(Beginning of Source material)
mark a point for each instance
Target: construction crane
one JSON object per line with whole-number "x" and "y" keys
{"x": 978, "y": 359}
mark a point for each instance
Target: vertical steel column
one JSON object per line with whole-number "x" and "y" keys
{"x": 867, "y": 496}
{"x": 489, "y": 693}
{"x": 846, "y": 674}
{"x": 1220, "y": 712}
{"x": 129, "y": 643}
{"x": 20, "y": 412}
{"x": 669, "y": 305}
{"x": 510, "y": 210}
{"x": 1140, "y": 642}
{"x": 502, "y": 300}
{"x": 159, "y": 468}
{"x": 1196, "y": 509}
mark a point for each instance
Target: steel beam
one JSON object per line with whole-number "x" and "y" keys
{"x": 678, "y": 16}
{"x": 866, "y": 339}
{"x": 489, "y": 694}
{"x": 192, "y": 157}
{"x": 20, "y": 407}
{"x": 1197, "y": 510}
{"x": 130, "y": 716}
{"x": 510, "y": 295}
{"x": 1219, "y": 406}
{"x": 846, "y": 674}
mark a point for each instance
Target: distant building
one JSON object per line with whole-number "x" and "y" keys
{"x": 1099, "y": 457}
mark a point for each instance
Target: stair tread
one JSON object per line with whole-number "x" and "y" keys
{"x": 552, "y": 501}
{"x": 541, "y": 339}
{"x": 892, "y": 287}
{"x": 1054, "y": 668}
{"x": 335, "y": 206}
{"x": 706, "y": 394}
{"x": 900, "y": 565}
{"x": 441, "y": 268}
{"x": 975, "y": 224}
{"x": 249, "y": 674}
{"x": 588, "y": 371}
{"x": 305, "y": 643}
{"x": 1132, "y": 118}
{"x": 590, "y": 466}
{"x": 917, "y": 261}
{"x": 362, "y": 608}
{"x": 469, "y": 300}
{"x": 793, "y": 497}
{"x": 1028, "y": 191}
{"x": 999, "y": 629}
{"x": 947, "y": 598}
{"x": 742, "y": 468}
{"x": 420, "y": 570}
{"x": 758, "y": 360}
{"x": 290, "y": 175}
(End of Source material)
Exercise requirements: The records above should be repeated exactly. Print them all.

Result of the exercise:
mark a point for each instance
Target: construction crane
one JSON object per line with whole-number "x" and "y" keys
{"x": 978, "y": 359}
mark a point for each instance
Target: vertical steel column
one JSON object per line with whole-number "x" and "y" keys
{"x": 867, "y": 496}
{"x": 489, "y": 693}
{"x": 846, "y": 674}
{"x": 1220, "y": 712}
{"x": 129, "y": 643}
{"x": 20, "y": 412}
{"x": 669, "y": 305}
{"x": 510, "y": 210}
{"x": 1140, "y": 642}
{"x": 502, "y": 300}
{"x": 159, "y": 468}
{"x": 1196, "y": 509}
mark a point for each instance
Target: steel beam
one JSON object per line with whole-number "x" and "y" keys
{"x": 678, "y": 16}
{"x": 866, "y": 339}
{"x": 489, "y": 694}
{"x": 192, "y": 157}
{"x": 20, "y": 407}
{"x": 1197, "y": 510}
{"x": 130, "y": 716}
{"x": 510, "y": 295}
{"x": 1219, "y": 406}
{"x": 846, "y": 674}
mark a point for each instance
Target: distant building
one JSON object per line with whole-number "x" and "y" keys
{"x": 1099, "y": 457}
mark a point for each instance
Target: stair tread
one JSON object per line with whole-number "x" and "y" keys
{"x": 552, "y": 501}
{"x": 541, "y": 339}
{"x": 892, "y": 287}
{"x": 1054, "y": 668}
{"x": 335, "y": 206}
{"x": 706, "y": 394}
{"x": 900, "y": 565}
{"x": 441, "y": 268}
{"x": 975, "y": 224}
{"x": 249, "y": 674}
{"x": 588, "y": 371}
{"x": 305, "y": 643}
{"x": 1132, "y": 118}
{"x": 590, "y": 466}
{"x": 917, "y": 261}
{"x": 362, "y": 608}
{"x": 469, "y": 300}
{"x": 793, "y": 497}
{"x": 1028, "y": 191}
{"x": 999, "y": 629}
{"x": 947, "y": 598}
{"x": 742, "y": 468}
{"x": 420, "y": 570}
{"x": 758, "y": 360}
{"x": 290, "y": 175}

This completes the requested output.